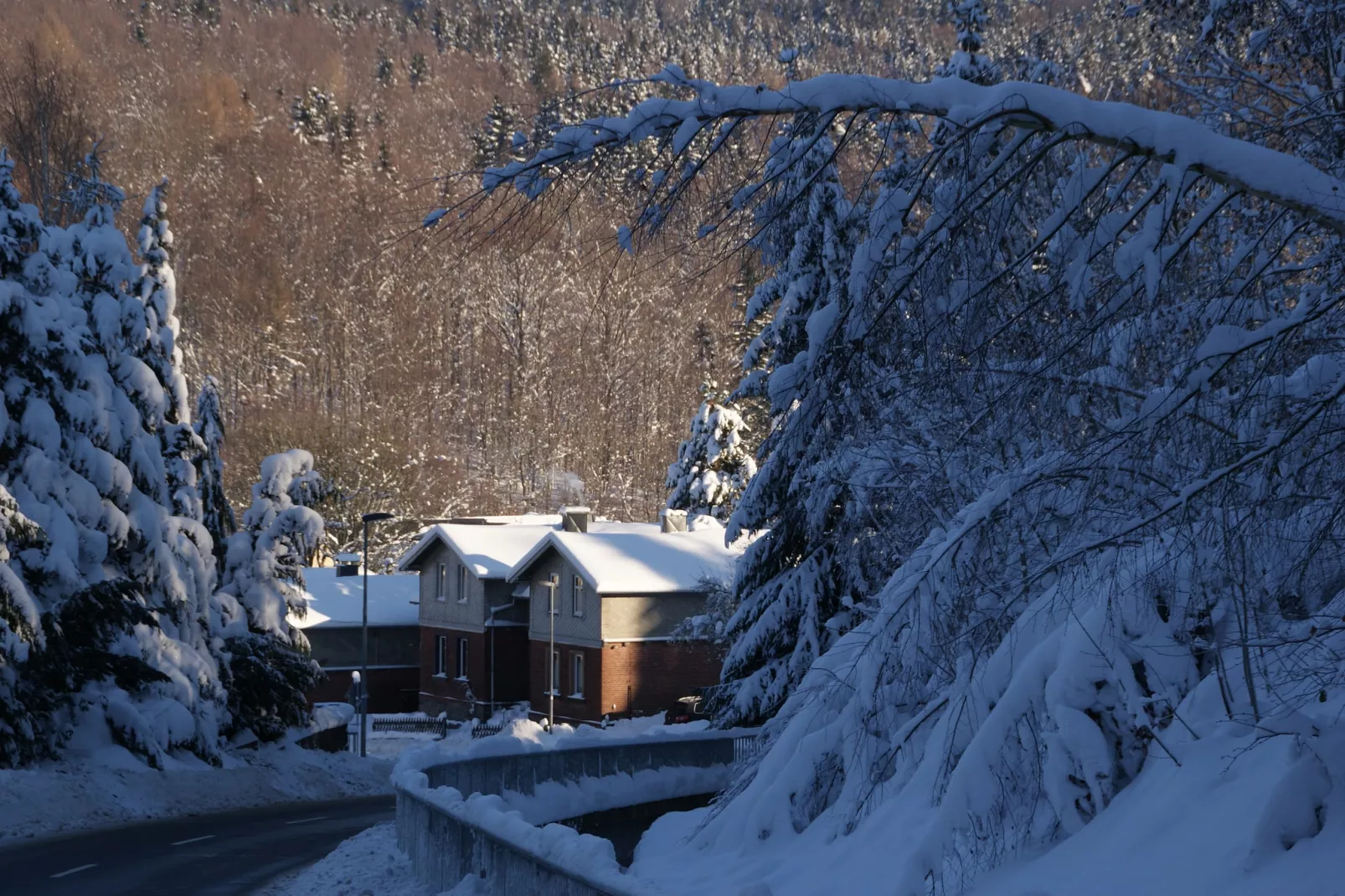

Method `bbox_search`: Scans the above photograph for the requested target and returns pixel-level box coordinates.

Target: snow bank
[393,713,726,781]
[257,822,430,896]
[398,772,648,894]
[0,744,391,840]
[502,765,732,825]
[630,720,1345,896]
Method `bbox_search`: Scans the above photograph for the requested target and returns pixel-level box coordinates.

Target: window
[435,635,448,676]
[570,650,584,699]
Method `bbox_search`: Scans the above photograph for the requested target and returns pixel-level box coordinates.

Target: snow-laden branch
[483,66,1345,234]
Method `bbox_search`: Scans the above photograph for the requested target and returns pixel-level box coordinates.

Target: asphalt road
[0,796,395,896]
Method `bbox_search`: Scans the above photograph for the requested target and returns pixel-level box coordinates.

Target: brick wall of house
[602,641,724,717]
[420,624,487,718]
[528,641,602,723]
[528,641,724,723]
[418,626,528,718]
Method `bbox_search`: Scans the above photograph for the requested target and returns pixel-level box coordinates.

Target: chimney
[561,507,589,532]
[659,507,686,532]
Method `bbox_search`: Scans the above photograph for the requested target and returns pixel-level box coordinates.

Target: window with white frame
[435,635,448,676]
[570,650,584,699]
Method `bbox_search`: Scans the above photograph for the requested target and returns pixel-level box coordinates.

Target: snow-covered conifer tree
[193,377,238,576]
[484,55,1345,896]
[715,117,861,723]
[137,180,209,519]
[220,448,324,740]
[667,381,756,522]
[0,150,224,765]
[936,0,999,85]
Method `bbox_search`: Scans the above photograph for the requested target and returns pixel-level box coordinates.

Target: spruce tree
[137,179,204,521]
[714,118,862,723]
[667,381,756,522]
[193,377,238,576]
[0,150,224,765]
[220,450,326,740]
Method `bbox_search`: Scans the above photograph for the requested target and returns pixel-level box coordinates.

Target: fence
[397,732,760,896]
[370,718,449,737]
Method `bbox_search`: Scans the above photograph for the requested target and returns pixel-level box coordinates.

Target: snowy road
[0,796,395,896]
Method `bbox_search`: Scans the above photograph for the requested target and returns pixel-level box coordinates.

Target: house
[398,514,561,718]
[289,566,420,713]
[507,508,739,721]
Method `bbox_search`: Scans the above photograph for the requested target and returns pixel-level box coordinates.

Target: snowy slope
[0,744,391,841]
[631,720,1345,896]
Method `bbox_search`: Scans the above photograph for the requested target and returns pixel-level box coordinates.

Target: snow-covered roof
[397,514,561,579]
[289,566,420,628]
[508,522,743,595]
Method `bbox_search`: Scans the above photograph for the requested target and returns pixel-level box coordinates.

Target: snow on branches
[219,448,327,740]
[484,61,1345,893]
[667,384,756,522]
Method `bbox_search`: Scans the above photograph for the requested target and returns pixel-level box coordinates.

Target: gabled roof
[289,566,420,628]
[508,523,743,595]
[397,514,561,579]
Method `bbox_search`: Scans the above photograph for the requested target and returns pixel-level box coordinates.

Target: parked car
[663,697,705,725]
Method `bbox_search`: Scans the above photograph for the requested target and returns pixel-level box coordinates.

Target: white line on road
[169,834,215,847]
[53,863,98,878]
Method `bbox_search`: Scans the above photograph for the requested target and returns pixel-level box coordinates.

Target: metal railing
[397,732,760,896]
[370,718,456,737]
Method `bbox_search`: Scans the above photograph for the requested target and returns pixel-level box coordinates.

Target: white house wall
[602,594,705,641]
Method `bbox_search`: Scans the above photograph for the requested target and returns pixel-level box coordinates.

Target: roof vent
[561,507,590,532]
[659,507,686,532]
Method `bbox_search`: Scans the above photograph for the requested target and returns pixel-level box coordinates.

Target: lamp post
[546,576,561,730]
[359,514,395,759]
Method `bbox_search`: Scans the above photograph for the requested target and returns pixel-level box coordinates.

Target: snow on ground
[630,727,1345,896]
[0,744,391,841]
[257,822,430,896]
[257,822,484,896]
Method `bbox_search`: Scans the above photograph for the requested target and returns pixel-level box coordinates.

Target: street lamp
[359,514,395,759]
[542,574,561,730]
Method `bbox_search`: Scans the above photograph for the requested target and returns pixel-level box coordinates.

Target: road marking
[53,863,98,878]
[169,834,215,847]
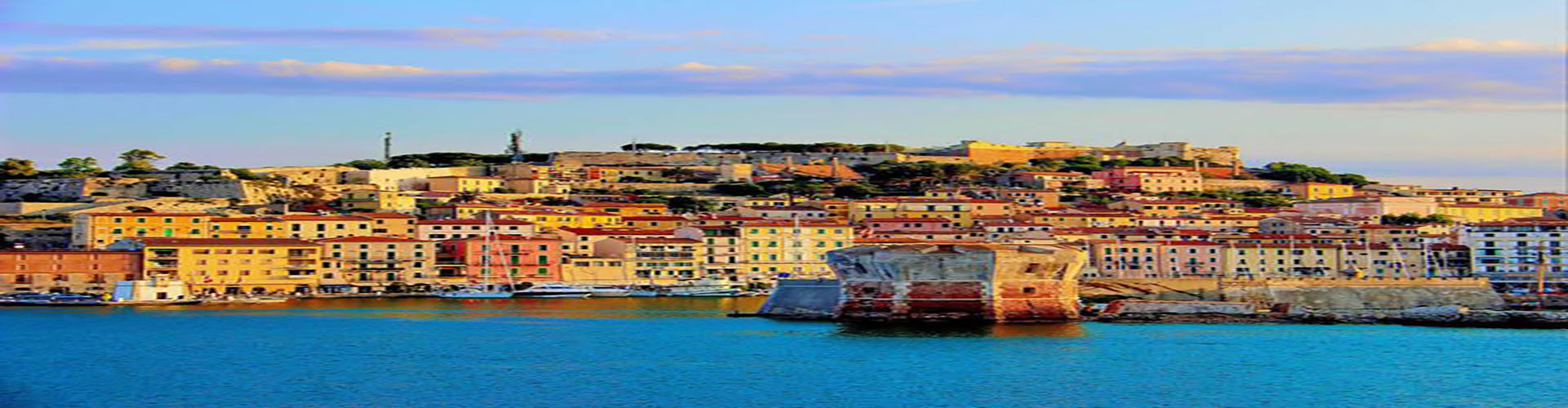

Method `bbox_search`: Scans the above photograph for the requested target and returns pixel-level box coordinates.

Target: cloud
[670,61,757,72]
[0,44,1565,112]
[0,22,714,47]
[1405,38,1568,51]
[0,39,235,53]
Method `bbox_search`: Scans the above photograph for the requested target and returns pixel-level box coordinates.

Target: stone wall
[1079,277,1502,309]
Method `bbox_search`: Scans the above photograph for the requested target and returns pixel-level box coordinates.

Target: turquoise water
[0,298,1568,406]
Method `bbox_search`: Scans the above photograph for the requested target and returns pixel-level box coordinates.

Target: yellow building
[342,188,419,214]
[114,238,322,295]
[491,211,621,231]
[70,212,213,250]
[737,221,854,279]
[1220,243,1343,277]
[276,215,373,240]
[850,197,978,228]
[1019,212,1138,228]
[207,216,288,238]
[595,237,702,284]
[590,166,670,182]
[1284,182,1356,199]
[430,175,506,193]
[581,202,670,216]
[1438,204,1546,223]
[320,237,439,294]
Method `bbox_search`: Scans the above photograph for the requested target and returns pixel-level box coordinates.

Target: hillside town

○ ○ ○

*TASK GOAL:*
Offset every bounding-box coordinate by 131 in the part of the records that runs from their start through the line containing "[483,66,1345,234]", both ends included. Write out every line of that part with the new coordinates, and leave the pictures out.

*FINAL RESULT:*
Method `bbox_search`: Scans the above photograph for the requested target and returns pixel-level box coordinates.

Target: snow bank
[524,844,857,912]
[388,953,561,1027]
[529,903,779,1025]
[131,875,522,971]
[633,896,863,956]
[761,851,1476,1027]
Method `bbox_search`: Scans the above photograph for the requested target and returns pixel-level box coordinates.

Target: window
[566,766,579,807]
[701,781,715,830]
Method `bbox_search`: Scans the above photograph for the requested target and returns pixel-level box coordinates.

Target: snow-laden branch
[614,197,1476,365]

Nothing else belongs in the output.